Repeat nothing but the line containing "Retail shelf-audit station: indicate every instance of the wet" and the lines that follow it, up to and including the last line of the data below.

Top of MATERIAL PROVIDED

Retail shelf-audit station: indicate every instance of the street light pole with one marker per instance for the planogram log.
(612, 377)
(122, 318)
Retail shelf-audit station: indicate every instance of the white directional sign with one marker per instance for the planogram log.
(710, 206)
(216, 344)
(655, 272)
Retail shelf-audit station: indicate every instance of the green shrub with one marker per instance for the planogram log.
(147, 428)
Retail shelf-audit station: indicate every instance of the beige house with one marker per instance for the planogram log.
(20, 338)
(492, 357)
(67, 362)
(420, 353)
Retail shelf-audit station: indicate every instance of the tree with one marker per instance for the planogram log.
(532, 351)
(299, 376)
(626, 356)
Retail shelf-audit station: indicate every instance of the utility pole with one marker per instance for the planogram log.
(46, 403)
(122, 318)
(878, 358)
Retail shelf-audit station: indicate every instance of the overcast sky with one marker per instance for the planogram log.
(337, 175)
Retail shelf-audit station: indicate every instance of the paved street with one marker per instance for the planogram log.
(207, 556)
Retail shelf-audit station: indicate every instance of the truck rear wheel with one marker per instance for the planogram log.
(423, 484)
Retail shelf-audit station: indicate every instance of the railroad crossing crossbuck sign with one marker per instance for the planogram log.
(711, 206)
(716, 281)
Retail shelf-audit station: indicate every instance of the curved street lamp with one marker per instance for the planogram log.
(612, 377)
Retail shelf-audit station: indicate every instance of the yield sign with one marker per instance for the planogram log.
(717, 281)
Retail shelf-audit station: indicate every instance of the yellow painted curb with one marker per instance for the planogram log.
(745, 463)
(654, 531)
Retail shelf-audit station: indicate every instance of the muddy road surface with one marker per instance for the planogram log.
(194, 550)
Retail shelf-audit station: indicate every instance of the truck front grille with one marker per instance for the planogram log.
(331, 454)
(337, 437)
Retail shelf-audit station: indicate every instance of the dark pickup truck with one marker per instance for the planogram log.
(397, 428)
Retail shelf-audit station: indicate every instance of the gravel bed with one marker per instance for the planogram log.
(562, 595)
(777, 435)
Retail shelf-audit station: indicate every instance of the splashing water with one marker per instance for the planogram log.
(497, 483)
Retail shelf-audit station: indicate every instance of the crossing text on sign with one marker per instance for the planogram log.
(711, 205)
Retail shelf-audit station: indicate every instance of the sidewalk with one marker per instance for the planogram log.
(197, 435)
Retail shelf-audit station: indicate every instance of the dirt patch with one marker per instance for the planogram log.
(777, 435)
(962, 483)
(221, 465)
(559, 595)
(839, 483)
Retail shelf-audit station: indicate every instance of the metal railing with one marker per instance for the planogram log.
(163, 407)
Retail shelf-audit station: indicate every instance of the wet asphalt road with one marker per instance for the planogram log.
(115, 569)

Bottom of MATERIAL PROVIDED

**RESULT:**
Retail shelf-audit station: indicate every instance of the wet asphalt road with one marker per instance for the planogram log.
(115, 569)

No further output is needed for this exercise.